═════ PAGE TEXT

Dan at PaperMind is thinking about art and truth. He’s doing it via the work of Dorothy L. Sayers. I remember when I was 12 and at home with Glandular Fever, I read straight through my Mum’s collection of Dorothy L. Sayers detective novels. They were fabulous fun. But Sayers was also a serious scholar.
Some of Dan’s comments reminded me of J.R.R. Tolkien – another writer who not only wrote stories, but wrote about them, too. In fact, I’m pretty sure that in one of Sayer’s novels, she has Tolkien appear at one point (namelessly). In any case, here’s a quotation from Tolkien on art and truth:
Fantasy is a natural human activity. It certainly does not destroy or even insult Reason; it does not either blunt the appetite for, nor obscure the perception of, scientific verity. On the contrary. The keener and clearer is the reason, the better fantasy will it make. If men were ever in a state in which they did not want to know or could not perceive truth (facts or evidence), then Fantasy would languish until they are cured. If they ever get into that state (it would not seem at all impossible), Fantasy will perish, and become Morbid Delusion.
For all you fans of fantasy literature, here is the justification, (as if you needed one!). He goes on:
For creative Fantasy is founded upon the hard recognition that things are so in the world as it appears under the sun; on a recognition of fact, but not a slavery to it. So upon logic was founded the nonsense that displays itself in the tales and rhymes of Lewis Carroll. If men really could not distinguish between frogs and men, fairy-stores about frog-kings would not have arisen.

══════════
═════ MATERIAL SUPPLIED

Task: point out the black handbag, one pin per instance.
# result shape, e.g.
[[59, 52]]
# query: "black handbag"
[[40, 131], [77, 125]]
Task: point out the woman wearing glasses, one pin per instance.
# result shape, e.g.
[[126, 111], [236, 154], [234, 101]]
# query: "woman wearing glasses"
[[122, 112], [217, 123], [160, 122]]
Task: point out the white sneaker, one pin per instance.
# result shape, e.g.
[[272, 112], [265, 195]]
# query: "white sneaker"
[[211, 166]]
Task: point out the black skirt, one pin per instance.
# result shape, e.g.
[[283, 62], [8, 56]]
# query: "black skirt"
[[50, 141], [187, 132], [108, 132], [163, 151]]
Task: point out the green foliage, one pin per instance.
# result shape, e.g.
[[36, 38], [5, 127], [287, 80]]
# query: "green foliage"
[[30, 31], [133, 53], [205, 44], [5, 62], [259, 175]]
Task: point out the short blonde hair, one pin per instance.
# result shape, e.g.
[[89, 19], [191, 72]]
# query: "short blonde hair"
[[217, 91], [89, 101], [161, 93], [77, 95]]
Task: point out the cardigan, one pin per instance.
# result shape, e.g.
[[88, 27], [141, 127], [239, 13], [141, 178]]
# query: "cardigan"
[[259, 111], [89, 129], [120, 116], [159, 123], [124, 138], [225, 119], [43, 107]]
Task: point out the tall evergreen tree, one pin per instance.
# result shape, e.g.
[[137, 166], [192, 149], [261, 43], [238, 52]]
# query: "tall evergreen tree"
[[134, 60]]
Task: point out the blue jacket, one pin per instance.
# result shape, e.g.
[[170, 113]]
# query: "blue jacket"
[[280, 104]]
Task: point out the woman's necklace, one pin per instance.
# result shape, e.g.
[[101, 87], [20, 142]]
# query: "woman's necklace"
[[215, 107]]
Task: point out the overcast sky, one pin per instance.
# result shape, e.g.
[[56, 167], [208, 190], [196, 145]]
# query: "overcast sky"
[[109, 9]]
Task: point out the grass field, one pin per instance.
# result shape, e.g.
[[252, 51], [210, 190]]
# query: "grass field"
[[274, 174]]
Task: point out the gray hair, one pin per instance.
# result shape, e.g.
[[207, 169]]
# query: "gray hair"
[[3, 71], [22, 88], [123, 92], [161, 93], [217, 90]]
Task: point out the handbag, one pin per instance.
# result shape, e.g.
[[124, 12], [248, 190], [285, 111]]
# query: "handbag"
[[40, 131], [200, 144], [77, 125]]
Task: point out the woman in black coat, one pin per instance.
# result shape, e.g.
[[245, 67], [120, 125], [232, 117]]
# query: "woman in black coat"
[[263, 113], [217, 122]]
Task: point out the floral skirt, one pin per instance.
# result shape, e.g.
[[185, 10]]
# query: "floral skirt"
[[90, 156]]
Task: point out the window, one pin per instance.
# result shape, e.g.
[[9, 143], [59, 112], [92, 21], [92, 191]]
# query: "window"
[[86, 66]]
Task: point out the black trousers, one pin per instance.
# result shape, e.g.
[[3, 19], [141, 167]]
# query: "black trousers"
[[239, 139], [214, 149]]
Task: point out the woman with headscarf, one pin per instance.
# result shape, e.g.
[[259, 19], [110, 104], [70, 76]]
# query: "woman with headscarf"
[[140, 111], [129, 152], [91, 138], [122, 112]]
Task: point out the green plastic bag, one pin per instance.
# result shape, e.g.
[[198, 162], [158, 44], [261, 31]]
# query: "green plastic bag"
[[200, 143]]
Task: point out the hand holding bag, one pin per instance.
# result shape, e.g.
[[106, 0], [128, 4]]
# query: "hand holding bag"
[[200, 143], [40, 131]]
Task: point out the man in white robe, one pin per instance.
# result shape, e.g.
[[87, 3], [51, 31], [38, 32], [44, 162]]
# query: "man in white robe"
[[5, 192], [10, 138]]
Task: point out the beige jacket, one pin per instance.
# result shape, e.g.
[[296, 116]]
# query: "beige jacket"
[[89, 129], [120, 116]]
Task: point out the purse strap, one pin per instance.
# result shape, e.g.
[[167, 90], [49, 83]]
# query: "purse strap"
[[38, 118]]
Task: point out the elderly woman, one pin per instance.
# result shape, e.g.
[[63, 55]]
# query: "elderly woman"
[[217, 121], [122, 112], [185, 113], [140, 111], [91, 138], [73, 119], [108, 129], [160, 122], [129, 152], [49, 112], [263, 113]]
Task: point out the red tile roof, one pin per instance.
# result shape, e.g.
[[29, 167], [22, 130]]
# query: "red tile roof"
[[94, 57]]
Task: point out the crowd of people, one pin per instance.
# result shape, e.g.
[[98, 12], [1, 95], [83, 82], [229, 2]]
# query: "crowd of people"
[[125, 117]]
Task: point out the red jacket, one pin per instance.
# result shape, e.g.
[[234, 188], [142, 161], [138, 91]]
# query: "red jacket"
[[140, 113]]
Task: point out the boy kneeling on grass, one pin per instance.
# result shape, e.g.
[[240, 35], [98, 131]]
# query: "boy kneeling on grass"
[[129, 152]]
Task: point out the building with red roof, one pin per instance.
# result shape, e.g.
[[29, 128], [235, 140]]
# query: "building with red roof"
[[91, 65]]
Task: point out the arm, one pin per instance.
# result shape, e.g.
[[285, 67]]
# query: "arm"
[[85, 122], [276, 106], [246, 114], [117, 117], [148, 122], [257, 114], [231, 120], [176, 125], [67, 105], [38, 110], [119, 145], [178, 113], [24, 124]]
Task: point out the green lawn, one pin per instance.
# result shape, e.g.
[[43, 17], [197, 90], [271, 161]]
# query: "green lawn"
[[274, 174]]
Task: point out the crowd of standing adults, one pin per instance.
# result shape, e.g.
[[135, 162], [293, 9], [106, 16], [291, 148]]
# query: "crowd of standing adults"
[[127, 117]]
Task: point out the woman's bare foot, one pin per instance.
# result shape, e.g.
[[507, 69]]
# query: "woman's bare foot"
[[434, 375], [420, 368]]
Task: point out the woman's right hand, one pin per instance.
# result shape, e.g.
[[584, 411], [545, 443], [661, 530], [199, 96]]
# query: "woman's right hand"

══════════

§ **WRITTEN PROBLEM 1**: Using the post about art and truth above, decide whether each statement agrees with it: (a) The writer read a set of Dorothy L. Sayers detective novels at age 12 while at home with Glandular Fever. (b) Tolkien holds that fantasy insults Reason. (c) Tolkien says the nonsense in Lewis Carroll's tales and rhymes was founded upon logic. Answer each with yes or no and quote the deciding words.
§ **WRITTEN PROBLEM 2**: In the post about art and truth, Tolkien claims that tales of frog-kings would not have arisen if people could not tell frogs from men. What reason does the quoted passage give for this? Answer in one to three sentences.
§ **WRITTEN PROBLEM 3**: Continue the post about art and truth from where it stops.

§ **RIGHT ANSWER 1**:
(a) Yes: "I remember when I was 12 and at home with Glandular Fever, I read straight through my Mum’s collection of Dorothy L. Sayers detective novels."
(b) No: "It certainly does not destroy or even insult Reason"
(c) Yes: "So upon logic was founded the nonsense that displays itself in the tales and rhymes of Lewis Carroll."

§ **RIGHT ANSWER 2**: Tolkien says creative Fantasy is founded upon the hard recognition that things are so in the world as it appears under the sun. It rests on a recognition of fact, though not a slavery to it. A tale of a frog-king depends on first knowing that frogs and men are different.

§ **RIGHT ANSWER 3**:
But of course, Tolkien doesn’t want to indiscriminantly defend artistic invention. But the abuse of stories shouldn’t surprise us:
Fantasy can, of course, be carried to excess. It can be ill done. It can be put to evil uses. It may even delude the minds out of which it came. But of what human thing in this fallen world is this not true? Men have conceived not only of elves, but they have imagined gods, and worshipped them, even worshipped those most deformed by their authors’ own evil. But they have made false gods out of other materials: even their sciences and their social and economic theories have demanded human sacrifice. Abusus non tollit usum. Fantasy remains a human right: we make in our measure and in our derivative mode, because we are made: and not only made, but made in the image and likeness of a Maker.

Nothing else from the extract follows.